- _Challenges_:
1. Do these statements agree with the Oregon appeals case header? (a) The case was decided on September 3, 1980. (b) RICHARDSON was the presiding judge. (c) I. Franklin Hunsaker, III is listed as being from Seattle. Answer yes or no for each, and quote the words from the header that decide it.
2. How would you put this sentence from the Oregon appeals case header into Spanish: "With him on the briefs were Douglas G. Houser, Robert F. Riede, and Bullivant, Wright, Leedy, Johnson, Pendergrass & Hoffman, Portland."

--- Start of Document text ---

Director v. South Carolina Insurance

619 P.2d 649 | Or. Ct. App. | 1980

619 P.2d 649 (1980)
49 Or.App. 179

Simon DIRECTOR and June D. Nagel, Arlene Schnitzer and Ruth Heldfond, Personal Representatives of the Estate of Helen Director, Deceased, and Garthe Brown, June Nagel, Arlene Schnitzer and Ruth Heldfond, Trustees of the Testamentary Trust of Helen Director, Deceased, Appellants,
v.
SOUTH CAROLINA INSURANCE COMPANY, a Corporation, and Industrial Insurance Company, a Corporation, Respondents.
Simon DIRECTOR and June D. Nagel, Arlene Schnitzer and Ruth Heldfond, Personal Representatives of the Estate of Helen Director, Deceased, and Garthe Brown, June Nagel, Arlene Schnitzer and Ruth Heldfond, Trustees of the Testamentary Trust of Helen Director, Deceased, Respondents-Cross-Appellants,
v.
SOUTH CAROLIAN INSURANCE COMPANY, a Corporation, and Industrial Insurance Company, a Corporation, Appellants-Cross-Respondents.

No. A 7711 15861; CA 15215.

Court of Appeals of Oregon.

Argued and Submitted September 3, 1980.
Decided November 17, 1980.

David P. Templeton, Portland, argued the cause for appellants and respondents-cross-appellants. With him on the briefs was *650 Martin, Bischoff, Templeton, Biggs & Eriesson, Portland.

I. Franklin Hunsaker, III, Portland, argued the cause for respondents and appellants-cross-respondents. With him on the briefs were Douglas G. Houser, Robert F. Riede, and Bullivant, Wright, Leedy, Johnson, Pendergrass & Hoffman, Portland.

Before RICHARDSON, P.J., and THORNTON and JOSEPH, JJ.

RICHARDSON, Presiding Judge.

--- End of Document text ---
--- Start of Dataset records ---

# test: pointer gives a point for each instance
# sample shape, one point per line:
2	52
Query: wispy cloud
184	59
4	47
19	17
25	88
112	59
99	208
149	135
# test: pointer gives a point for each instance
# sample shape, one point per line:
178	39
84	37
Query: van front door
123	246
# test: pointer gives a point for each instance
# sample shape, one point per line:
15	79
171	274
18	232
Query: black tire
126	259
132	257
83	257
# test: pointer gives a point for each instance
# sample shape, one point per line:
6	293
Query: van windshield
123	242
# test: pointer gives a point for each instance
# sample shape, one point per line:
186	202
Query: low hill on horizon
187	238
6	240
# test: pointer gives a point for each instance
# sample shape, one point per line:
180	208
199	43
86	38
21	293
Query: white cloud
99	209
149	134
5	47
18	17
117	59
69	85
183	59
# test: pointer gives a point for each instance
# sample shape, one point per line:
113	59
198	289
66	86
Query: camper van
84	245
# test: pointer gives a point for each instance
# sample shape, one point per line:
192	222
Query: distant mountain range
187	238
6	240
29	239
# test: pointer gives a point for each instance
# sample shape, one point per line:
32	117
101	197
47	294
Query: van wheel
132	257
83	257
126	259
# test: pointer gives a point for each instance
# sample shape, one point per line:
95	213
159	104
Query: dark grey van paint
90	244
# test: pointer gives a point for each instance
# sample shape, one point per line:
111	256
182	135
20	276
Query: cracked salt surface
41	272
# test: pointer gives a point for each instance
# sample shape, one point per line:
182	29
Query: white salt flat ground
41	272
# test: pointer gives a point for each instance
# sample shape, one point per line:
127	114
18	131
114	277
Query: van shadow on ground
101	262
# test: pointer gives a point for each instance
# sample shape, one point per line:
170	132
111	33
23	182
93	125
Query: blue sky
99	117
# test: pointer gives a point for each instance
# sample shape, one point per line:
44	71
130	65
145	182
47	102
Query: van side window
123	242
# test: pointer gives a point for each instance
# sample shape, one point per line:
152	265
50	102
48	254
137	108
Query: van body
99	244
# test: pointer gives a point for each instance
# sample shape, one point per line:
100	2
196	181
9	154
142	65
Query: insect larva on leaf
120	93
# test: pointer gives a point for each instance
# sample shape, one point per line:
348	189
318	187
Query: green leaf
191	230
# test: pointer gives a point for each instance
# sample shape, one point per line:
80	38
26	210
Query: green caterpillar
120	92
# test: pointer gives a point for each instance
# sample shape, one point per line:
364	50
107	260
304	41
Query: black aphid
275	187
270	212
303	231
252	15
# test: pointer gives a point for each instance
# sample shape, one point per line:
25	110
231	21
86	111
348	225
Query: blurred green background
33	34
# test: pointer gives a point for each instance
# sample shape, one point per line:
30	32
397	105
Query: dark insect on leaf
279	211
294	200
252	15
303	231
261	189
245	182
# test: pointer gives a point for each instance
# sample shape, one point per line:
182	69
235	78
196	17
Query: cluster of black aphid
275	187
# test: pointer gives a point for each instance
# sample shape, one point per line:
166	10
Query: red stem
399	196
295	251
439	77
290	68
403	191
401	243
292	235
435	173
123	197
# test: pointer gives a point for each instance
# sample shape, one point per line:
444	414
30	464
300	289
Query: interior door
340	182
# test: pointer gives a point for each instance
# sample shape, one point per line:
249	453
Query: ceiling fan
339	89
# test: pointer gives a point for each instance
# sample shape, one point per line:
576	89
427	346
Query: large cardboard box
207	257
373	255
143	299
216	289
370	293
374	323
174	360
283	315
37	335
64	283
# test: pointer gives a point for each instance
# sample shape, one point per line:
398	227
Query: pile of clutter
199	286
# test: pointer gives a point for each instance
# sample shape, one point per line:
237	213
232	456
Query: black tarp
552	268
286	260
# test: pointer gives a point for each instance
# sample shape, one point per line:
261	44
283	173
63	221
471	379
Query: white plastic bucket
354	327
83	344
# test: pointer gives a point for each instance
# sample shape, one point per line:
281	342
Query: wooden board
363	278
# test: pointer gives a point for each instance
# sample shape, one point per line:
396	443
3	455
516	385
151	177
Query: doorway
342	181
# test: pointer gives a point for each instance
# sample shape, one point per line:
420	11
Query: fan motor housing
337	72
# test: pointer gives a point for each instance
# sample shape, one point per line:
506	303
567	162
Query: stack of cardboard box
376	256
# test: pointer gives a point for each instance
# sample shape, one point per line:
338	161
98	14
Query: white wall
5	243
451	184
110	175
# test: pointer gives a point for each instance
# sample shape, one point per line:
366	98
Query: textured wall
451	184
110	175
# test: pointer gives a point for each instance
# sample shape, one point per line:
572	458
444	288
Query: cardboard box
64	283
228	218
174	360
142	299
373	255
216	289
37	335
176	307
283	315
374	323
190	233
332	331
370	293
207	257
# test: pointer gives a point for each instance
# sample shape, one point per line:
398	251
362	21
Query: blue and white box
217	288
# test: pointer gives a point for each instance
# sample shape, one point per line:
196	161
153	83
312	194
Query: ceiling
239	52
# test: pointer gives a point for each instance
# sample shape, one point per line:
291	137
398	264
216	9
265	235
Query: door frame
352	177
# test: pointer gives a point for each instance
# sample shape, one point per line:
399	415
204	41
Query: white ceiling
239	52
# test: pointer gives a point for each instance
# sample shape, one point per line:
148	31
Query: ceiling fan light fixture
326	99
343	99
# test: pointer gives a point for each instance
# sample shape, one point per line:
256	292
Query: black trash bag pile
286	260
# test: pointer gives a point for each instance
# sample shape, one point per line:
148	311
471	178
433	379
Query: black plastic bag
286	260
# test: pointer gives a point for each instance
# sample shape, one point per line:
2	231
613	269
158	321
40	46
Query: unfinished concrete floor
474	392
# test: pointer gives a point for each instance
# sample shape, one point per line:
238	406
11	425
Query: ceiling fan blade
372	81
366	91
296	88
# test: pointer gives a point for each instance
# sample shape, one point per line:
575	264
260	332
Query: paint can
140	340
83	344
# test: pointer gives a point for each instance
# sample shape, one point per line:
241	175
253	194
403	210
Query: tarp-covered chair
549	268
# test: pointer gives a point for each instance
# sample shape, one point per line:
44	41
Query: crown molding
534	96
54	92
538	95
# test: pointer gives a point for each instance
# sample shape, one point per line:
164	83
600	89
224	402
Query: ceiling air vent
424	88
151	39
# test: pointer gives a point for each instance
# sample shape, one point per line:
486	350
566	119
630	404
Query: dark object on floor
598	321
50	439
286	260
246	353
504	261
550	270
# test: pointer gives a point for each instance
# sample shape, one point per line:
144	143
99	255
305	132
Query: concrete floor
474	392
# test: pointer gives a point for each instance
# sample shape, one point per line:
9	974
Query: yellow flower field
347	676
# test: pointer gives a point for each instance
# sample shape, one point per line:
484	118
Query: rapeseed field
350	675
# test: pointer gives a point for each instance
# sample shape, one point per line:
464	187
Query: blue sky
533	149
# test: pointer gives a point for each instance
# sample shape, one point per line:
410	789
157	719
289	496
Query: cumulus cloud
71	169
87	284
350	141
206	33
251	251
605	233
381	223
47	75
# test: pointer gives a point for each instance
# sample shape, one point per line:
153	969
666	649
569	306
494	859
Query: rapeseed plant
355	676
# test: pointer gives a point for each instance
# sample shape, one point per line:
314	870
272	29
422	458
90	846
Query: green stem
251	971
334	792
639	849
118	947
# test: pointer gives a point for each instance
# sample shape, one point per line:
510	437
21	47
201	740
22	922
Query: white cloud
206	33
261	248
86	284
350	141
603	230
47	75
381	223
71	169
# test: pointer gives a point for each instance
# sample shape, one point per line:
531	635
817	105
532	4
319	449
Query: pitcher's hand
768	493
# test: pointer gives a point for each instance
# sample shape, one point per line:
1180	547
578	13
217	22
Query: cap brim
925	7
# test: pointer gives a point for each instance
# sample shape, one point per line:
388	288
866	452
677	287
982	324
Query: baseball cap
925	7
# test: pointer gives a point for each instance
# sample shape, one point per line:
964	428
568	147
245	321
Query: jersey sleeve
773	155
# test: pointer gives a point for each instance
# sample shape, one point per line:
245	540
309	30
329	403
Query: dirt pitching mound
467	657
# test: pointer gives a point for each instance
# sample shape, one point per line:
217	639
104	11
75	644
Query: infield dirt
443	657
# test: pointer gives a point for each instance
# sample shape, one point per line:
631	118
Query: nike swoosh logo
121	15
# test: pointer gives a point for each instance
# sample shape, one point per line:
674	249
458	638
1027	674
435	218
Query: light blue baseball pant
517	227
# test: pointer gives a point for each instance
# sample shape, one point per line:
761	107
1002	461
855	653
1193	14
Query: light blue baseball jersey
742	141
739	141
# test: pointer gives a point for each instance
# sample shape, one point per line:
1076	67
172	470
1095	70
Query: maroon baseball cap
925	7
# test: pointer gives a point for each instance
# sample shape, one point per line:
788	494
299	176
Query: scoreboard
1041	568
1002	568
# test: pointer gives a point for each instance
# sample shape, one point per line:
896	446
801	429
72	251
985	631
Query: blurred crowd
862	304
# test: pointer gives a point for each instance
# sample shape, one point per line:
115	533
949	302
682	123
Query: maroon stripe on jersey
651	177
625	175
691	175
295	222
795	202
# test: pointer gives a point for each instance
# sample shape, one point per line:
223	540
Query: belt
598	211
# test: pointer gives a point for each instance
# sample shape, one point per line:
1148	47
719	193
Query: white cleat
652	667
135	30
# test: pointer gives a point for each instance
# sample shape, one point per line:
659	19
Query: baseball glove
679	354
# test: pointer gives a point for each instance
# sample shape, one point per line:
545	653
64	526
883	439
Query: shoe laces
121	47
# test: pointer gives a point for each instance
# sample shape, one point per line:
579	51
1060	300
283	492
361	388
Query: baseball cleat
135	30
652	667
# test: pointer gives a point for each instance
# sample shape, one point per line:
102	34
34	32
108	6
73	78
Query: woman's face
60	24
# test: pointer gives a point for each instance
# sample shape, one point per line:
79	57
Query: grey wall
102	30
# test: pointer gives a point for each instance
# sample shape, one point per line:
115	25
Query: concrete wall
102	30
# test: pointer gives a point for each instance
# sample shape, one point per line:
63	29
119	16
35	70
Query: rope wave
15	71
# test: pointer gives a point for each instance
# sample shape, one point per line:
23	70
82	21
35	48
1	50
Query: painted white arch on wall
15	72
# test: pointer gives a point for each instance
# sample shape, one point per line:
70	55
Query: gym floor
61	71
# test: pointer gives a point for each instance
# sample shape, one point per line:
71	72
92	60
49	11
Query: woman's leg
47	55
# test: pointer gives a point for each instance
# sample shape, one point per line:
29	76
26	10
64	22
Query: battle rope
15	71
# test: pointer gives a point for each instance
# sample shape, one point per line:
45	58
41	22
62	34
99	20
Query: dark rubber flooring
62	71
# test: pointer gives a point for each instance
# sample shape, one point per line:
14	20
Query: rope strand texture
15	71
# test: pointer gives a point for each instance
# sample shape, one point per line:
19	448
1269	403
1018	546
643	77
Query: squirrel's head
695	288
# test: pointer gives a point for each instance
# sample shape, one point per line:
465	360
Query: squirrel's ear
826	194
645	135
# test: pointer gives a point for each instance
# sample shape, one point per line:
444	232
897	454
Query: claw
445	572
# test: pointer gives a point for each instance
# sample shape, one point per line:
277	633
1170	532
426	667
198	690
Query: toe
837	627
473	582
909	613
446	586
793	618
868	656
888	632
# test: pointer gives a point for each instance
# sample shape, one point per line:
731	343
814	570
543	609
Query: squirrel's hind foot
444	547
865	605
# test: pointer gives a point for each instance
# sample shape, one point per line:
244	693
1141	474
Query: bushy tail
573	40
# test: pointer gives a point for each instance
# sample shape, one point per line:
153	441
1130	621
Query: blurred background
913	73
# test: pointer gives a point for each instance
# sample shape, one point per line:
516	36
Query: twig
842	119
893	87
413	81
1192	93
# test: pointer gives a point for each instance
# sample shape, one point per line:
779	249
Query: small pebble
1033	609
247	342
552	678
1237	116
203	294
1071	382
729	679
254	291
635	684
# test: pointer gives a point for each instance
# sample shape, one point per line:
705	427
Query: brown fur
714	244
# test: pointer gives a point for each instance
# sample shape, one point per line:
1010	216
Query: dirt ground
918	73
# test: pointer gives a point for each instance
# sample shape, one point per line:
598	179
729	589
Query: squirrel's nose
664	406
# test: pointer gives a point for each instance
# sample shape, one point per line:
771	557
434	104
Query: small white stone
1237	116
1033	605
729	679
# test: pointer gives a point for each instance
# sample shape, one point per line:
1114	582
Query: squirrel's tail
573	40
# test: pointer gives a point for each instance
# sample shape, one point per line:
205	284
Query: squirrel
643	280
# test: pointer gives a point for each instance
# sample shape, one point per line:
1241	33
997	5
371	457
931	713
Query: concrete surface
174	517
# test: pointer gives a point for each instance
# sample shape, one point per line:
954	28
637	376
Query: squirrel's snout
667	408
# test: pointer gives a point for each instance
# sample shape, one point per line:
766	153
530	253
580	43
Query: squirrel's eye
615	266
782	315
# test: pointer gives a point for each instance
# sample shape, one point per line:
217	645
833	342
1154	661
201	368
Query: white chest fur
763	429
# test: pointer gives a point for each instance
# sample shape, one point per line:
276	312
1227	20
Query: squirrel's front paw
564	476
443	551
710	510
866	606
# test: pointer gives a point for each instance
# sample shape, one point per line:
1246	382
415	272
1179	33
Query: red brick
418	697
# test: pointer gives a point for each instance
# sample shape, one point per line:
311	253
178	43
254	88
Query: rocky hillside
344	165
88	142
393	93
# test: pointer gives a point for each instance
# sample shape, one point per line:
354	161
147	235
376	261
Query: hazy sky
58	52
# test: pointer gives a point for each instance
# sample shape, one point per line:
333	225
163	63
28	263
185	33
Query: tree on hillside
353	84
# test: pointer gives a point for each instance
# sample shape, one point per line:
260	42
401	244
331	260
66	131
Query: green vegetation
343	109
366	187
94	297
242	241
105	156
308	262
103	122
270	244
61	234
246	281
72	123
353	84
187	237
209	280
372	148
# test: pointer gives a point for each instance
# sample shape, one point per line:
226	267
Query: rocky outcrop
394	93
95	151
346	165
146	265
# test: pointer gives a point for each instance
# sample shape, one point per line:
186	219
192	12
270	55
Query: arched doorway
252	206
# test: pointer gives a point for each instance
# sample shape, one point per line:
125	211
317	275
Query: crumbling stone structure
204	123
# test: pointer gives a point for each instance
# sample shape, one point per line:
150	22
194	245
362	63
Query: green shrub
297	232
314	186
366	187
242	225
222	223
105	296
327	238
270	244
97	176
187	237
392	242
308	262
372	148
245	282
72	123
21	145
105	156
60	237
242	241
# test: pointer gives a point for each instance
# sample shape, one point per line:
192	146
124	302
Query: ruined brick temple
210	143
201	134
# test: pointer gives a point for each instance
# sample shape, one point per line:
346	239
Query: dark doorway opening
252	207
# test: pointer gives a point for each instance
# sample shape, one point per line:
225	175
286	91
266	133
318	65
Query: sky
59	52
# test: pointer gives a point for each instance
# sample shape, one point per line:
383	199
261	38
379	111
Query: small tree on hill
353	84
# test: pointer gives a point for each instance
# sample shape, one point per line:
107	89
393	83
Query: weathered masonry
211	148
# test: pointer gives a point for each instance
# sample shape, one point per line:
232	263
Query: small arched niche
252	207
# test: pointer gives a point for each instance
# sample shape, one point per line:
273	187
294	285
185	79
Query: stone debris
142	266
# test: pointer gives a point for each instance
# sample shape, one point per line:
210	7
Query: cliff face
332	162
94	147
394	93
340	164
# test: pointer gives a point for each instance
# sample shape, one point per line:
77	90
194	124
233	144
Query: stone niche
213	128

--- End of Dataset records ---

- _Expected results_:
1.
(a) No: "Argued and Submitted September 3, 1980." and "Decided November 17, 1980."
(b) Yes: "RICHARDSON, Presiding Judge."
(c) No: "I. Franklin Hunsaker, III, Portland"

2. En los escritos lo acompañaban Douglas G. Houser, Robert F. Riede y Bullivant, Wright, Leedy, Johnson, Pendergrass & Hoffman, de Portland.